Medicine Safety in Australian Healthcare: A National Safety and Quality Health Service (NSQHS) Standard
Australia's healthcare system ranks well globally
According to the Australian Institute of Health and Welfare, Australia is currently ranking above the top countries in the world (i.e. US and United Kingdom) with a globally efficient healthcare system. Nevertheless, as efforts continue to improve the performance of health care services, one of the largest concerns in reference to health care planners, nurses, general practitioners and patients is the safety and quality of health care, particularly safety in the context of drugs and medication.
The growing need for improving medication quality and safety
When it comes to prescribing medication, the process is quite complex as it involves taking into consideration various factors that may impact the patient’s health, including:
- determining whether a drug is required based on the patient’s physiologic status
- choosing the most appropriate drug
- scheduling an appropriate dosage
- monitoring the effectiveness and toxicity of that drug
- educating the patient about possible risks and side effects
- indicating to the patient when to seek a consultation.

- SUPPLIED RECORDS
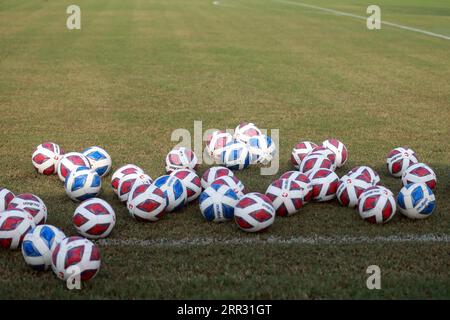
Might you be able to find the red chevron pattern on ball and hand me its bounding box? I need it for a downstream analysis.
[291,141,317,169]
[234,192,276,232]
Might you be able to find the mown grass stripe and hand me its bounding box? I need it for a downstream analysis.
[97,234,450,247]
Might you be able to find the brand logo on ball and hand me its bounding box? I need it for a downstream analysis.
[171,121,279,175]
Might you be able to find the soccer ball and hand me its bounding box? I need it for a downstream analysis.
[22,224,66,271]
[0,188,15,212]
[266,179,305,217]
[386,147,419,177]
[8,193,47,225]
[111,164,144,194]
[336,176,372,208]
[247,134,277,165]
[166,147,198,173]
[31,142,64,175]
[299,153,335,176]
[127,184,167,222]
[280,171,312,204]
[234,192,275,232]
[402,163,437,190]
[341,166,380,186]
[322,139,348,168]
[57,152,91,182]
[64,167,102,201]
[397,183,436,219]
[358,187,396,224]
[170,169,202,202]
[153,175,187,212]
[52,237,100,281]
[308,146,336,171]
[0,209,36,250]
[117,173,153,202]
[221,141,250,170]
[209,176,245,198]
[72,198,116,239]
[199,183,239,222]
[83,147,112,177]
[308,169,339,202]
[202,167,234,189]
[291,141,317,169]
[364,185,394,198]
[206,130,233,162]
[234,122,261,143]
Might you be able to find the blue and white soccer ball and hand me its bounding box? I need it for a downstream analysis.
[397,183,436,219]
[83,147,112,177]
[221,141,250,170]
[247,135,277,165]
[64,167,102,201]
[22,224,66,271]
[153,175,187,212]
[199,183,239,222]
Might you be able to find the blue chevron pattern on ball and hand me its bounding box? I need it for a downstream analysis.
[22,224,66,271]
[64,167,102,201]
[83,147,112,177]
[199,183,239,222]
[153,175,187,212]
[397,183,436,219]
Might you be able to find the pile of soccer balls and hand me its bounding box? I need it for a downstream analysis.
[0,123,436,280]
[0,142,116,281]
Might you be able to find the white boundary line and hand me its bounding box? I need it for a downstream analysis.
[273,0,450,40]
[96,234,450,247]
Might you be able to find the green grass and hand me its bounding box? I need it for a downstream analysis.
[0,0,450,299]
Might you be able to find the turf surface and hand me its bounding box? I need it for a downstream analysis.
[0,0,450,299]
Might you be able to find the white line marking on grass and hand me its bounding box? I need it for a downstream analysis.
[97,234,450,247]
[273,0,450,40]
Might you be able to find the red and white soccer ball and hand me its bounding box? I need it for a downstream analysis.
[202,167,234,189]
[234,122,261,143]
[0,209,36,250]
[358,187,396,224]
[31,142,64,175]
[341,166,380,186]
[234,192,276,232]
[336,176,372,208]
[299,153,335,175]
[8,193,47,225]
[170,169,202,202]
[52,237,101,281]
[166,147,198,173]
[308,169,339,202]
[291,141,317,169]
[266,179,305,217]
[57,152,91,182]
[308,146,336,171]
[212,176,245,199]
[127,184,167,222]
[72,198,116,239]
[206,130,233,163]
[322,139,348,168]
[386,147,419,177]
[117,173,153,202]
[280,171,312,204]
[402,163,437,190]
[247,134,277,165]
[0,188,15,212]
[111,164,144,194]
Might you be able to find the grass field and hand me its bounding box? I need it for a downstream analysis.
[0,0,450,299]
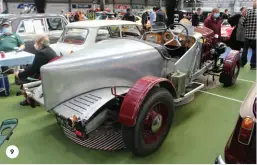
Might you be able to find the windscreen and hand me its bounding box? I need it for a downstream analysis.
[59,28,88,45]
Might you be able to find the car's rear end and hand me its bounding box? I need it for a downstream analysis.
[215,85,256,164]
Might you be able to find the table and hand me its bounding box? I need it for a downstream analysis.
[0,51,35,67]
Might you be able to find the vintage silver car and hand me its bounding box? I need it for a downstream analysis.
[0,14,68,54]
[20,24,240,156]
[51,20,141,56]
[215,84,257,164]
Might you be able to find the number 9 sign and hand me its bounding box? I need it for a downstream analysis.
[6,145,19,159]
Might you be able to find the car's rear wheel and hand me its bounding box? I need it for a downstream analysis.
[123,88,175,156]
[220,63,240,87]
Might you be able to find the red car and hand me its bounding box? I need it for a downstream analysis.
[215,85,257,164]
[221,20,234,42]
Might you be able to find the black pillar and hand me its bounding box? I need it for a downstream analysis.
[165,0,177,25]
[4,0,9,13]
[100,0,105,11]
[68,0,71,12]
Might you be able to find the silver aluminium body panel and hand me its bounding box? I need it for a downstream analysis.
[41,39,166,110]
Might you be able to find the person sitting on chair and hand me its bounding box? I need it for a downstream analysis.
[15,36,57,106]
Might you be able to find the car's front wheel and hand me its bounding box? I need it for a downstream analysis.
[123,88,175,156]
[220,62,240,87]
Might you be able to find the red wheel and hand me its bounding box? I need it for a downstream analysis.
[220,62,240,87]
[142,102,168,144]
[123,88,175,156]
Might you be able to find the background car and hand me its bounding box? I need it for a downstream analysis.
[2,14,68,54]
[51,20,141,56]
[221,20,234,42]
[215,85,257,164]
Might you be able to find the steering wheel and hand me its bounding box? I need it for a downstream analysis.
[162,23,189,50]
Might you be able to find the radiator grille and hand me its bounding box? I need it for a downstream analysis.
[62,127,125,151]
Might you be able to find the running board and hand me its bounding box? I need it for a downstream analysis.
[174,82,205,104]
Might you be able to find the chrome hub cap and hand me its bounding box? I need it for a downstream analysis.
[151,114,162,133]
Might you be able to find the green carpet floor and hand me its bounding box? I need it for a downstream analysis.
[0,66,256,164]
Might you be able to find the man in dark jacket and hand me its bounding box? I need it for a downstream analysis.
[228,7,246,51]
[156,7,167,24]
[241,1,257,70]
[15,36,57,106]
[222,9,230,19]
[141,11,149,30]
[122,9,136,22]
[204,8,222,42]
[192,8,202,26]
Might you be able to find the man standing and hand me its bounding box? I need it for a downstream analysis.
[0,22,25,52]
[150,7,156,27]
[0,22,25,72]
[142,11,149,30]
[222,9,229,20]
[204,8,222,42]
[156,7,167,24]
[241,0,254,70]
[122,8,136,22]
[192,8,202,26]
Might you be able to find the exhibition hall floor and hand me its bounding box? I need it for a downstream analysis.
[0,65,256,164]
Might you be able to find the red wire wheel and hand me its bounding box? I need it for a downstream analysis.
[142,102,168,144]
[123,87,175,156]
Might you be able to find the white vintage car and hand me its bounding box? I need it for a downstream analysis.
[51,20,141,56]
[18,21,240,156]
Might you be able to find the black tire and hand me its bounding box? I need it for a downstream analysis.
[123,88,175,157]
[220,63,240,87]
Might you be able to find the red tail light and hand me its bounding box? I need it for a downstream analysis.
[238,117,255,145]
[75,130,83,137]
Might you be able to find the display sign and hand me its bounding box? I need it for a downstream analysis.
[132,5,145,10]
[71,4,92,9]
[114,5,130,10]
[17,3,34,9]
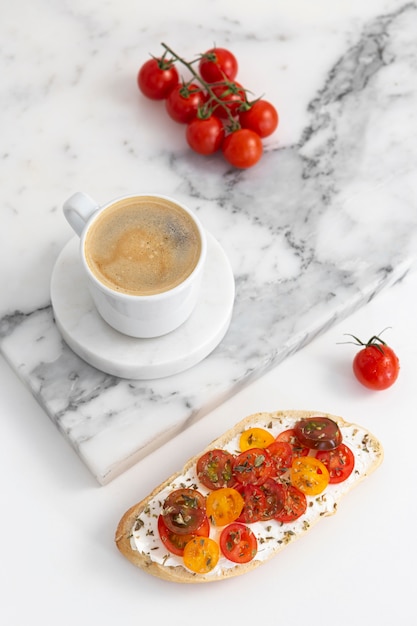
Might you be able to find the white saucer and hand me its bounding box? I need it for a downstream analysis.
[51,233,235,380]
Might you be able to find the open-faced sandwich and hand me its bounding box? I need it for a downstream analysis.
[115,411,383,583]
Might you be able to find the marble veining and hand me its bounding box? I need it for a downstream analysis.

- DIRECTIONS
A - Rewrite the part of the medicine safety text starting at "The growing need" and ending at "seek a consultation.", replacing "dosage" with "dose".
B - Extend the text on medicine safety in Australian healthcare, picking up after its last line.

- EXPECTED RESULTS
A -
The growing need for improving medication quality and safety
When it comes to prescribing medication, the process is quite complex as it involves taking into consideration various factors that may impact the patient’s health, including:
- determining whether a drug is required based on the patient’s physiologic status
- choosing the most appropriate drug
- scheduling an appropriate dose
- monitoring the effectiveness and toxicity of that drug
- educating the patient about possible risks and side effects
- indicating to the patient when to seek a consultation.

B -
If not used appropriately, medications can result in harm or, in some cases, death, which therefore indicates that medicines are associated with more errors and adverse effects than any other aspect of heath care. While rates of serious harm are low, there are still cases where these errors do impact patient health and healthcare costs.
According to Clinical Excellence Commission, it has been reported that 27% of all clinical incidents in the Australian health care system have been medication incidents, estimating a cost of $660 million per year. The prevalence of medication errors has therefore intensified the need for improving the safety and quality of medication usage in Australia as one of its top priorities and making it a National Safety and Quality Health Service (NSQHS) Standard at the level of both individual practice and within systems for managing medicines.